WHAT IS BEING ASKED:
For each statement, answer yes or no according to the excerpt on teaching as a profession below, and quote the words from it that decide the answer. 1. Teachers should be expected to spend their time in psychological research. 2. The history of education is best studied as a series of biographies of great educators. 3. Imitation destroys qualities that teachers need in order to succeed.

While full provision should always be made for the exercise of the teacher’s individuality there must be sought some unifying principle in all forms of teaching work. Unless it is agreed that the imparting of instruction demands special skill as distinct from knowledge of the subject-matter we shall be driven to accept the view that the teacher, as such, deserves no more consideration than any casual worker. No claim to rank as a profession can be maintained on behalf of teachers if it is held that their work may be undertaken with no more preparation than is involved in the study of the subject or subjects they purpose to teach. A true profession implies a “mystery” or at least an art or craft and some knowledge of this would seem to be essential for teachers if they are to have professional status.

The difficulty in this connection is that the principles of teaching have not yet been worked out satisfactorily. Our knowledge of the operations of the mind develops very slowly and those who carry out investigations in this field of research are few in number. Their conclusions are not necessarily related to teaching practice but cover a wider field. The study of applied psychology with special reference to the work of the teacher needs to be encouraged since it will serve to enlarge that body of scientific principle which should form the basis of teaching work. It is by no means necessary, or even desirable, that teachers should be expected to spend their time in psychological research. Their business is to teach and this requires that they should devote themselves to applying in practice the truths ascertained and verified by the psychologists. For this purpose it will be necessary that they should know something of the method by which these truths are sought and proved. It is also an advantage for teachers to learn something of the history of education, not as a series of biographies of so-called Great Educators but rather with the object of learning what has been suggested and attempted in former times. Such a knowledge furnishes the teacher with the necessary power to deal with new proposals and with the many “systems” and “methods” which are continually arising. Instead of becoming an eager advocate of every novelty or adopting an attitude of indiscriminate scepticism he will be in some measure able to estimate the true merit of new proposals, and his knowledge of mental operations will serve as an aid in judging whether they have any germ of sound principle. The alternative plan of leaving the teacher to learn his craft solely by practice often has the result of confining him too closely to narrow and stereotyped methods, based either on the imperfect recollection of his own schooldays, or on the method of some other teacher. Imitation is cramping and serves to destroy the qualities of initiative and adaptability which are indispensable to success in teaching.

DATASET ENTRIES:
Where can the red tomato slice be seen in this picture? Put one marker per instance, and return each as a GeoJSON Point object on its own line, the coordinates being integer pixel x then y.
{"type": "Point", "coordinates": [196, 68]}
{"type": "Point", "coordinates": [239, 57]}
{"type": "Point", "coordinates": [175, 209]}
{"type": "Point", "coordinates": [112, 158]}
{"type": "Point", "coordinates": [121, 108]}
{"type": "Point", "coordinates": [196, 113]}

SOLVED PROBLEM:
1. No: "It is by no means necessary, or even desirable, that teachers should be expected to spend their time in psychological research."
2. No: "not as a series of biographies of so-called Great Educators but rather with the object of learning what has been suggested and attempted in former times"
3. Yes: "Imitation is cramping and serves to destroy the qualities of initiative and adaptability which are indispensable to success in teaching."